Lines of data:
──────────

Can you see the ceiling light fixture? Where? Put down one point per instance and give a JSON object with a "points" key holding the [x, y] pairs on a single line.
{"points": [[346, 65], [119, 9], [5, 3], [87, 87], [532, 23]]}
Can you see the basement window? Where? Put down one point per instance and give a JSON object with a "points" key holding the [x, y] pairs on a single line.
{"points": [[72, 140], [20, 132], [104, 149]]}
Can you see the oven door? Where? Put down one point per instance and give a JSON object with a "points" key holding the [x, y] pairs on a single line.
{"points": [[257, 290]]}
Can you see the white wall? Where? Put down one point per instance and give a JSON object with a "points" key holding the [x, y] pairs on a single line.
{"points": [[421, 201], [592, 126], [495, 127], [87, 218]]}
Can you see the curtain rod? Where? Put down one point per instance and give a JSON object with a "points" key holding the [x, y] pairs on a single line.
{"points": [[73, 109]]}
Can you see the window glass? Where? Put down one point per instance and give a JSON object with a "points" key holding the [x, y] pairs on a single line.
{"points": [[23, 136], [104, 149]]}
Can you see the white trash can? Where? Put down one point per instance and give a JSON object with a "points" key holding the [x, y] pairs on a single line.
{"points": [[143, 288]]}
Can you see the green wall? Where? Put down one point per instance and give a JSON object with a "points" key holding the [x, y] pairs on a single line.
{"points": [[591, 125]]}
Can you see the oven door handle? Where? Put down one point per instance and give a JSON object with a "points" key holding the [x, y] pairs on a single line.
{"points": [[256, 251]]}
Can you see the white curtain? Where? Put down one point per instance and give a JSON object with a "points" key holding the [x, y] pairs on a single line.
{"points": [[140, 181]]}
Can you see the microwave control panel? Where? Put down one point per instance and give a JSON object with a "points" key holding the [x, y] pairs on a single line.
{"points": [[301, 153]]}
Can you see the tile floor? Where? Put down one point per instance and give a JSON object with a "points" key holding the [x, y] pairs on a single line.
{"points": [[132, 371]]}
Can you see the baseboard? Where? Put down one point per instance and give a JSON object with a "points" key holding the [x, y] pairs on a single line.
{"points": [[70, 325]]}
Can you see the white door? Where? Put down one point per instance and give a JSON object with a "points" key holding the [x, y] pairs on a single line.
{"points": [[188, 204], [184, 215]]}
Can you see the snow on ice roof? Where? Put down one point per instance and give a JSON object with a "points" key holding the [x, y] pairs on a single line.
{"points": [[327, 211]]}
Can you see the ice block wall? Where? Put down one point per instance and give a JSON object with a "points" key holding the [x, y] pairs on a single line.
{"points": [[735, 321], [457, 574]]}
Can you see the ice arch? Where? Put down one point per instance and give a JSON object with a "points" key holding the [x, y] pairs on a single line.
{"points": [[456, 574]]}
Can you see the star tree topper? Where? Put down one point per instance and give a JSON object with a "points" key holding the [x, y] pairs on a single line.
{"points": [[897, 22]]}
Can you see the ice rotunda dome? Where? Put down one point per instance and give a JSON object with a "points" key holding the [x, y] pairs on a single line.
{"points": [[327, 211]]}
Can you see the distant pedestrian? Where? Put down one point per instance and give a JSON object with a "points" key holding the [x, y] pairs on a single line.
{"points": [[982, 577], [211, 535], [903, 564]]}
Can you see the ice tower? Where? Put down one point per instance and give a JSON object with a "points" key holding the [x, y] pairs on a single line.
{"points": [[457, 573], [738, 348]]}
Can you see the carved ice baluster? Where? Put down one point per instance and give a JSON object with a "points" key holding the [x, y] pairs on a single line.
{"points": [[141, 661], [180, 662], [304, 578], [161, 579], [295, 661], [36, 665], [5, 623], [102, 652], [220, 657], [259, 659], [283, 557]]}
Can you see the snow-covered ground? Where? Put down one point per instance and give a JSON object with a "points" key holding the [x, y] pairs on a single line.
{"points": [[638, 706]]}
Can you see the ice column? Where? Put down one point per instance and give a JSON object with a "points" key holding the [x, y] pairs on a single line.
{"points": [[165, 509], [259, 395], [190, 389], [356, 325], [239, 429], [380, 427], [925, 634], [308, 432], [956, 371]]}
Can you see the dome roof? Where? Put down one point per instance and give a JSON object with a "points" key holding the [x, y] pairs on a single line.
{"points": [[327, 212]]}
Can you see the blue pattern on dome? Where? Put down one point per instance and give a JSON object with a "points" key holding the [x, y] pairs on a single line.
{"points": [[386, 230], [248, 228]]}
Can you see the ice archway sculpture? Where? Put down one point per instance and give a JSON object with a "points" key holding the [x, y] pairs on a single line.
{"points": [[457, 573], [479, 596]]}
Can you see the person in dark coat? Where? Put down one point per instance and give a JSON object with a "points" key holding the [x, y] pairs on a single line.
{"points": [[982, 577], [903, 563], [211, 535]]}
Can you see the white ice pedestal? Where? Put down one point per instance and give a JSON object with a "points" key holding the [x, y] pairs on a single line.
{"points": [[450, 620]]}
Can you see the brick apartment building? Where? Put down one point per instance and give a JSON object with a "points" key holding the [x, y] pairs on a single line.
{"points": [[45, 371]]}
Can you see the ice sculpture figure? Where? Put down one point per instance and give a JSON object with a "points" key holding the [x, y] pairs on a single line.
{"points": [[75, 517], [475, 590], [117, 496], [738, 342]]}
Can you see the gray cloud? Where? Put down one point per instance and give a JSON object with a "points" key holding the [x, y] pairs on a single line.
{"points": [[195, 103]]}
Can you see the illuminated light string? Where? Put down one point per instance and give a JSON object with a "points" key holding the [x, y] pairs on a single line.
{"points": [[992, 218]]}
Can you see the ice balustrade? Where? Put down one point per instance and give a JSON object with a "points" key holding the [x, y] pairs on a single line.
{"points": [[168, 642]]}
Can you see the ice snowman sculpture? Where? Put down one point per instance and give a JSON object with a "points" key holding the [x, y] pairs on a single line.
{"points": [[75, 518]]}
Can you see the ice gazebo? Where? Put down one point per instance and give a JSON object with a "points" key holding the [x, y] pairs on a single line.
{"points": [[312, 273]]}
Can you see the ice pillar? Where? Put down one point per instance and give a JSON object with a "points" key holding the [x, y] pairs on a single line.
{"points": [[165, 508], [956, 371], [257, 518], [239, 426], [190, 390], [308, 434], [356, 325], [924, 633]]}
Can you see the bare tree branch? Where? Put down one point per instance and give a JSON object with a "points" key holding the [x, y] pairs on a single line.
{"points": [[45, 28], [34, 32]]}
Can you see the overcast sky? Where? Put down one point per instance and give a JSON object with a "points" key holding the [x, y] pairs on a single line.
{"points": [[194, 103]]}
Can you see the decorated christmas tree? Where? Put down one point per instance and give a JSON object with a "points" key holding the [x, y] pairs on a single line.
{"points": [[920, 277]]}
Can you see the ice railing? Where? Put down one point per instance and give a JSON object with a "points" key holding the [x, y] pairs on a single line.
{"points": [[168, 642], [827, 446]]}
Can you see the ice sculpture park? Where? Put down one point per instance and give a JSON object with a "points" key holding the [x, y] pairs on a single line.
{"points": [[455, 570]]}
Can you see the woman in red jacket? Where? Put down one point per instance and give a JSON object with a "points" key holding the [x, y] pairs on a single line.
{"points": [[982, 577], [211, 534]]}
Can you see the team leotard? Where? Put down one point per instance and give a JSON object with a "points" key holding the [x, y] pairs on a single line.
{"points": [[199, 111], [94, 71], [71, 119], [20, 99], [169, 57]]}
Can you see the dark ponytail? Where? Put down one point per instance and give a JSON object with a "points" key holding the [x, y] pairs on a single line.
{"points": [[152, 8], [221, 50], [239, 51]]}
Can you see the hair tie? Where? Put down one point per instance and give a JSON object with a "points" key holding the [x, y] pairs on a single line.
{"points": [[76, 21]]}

──────────

Please lay out the data as a numbered list, from the line containing "Can you see the hair" through the end of the data, leaving out any blank lines.

1. Can you see the hair tie? Where? Put down one point per instance and give a JSON object with a "points" key holding the [x, y] pairs on a single line.
2. {"points": [[76, 21]]}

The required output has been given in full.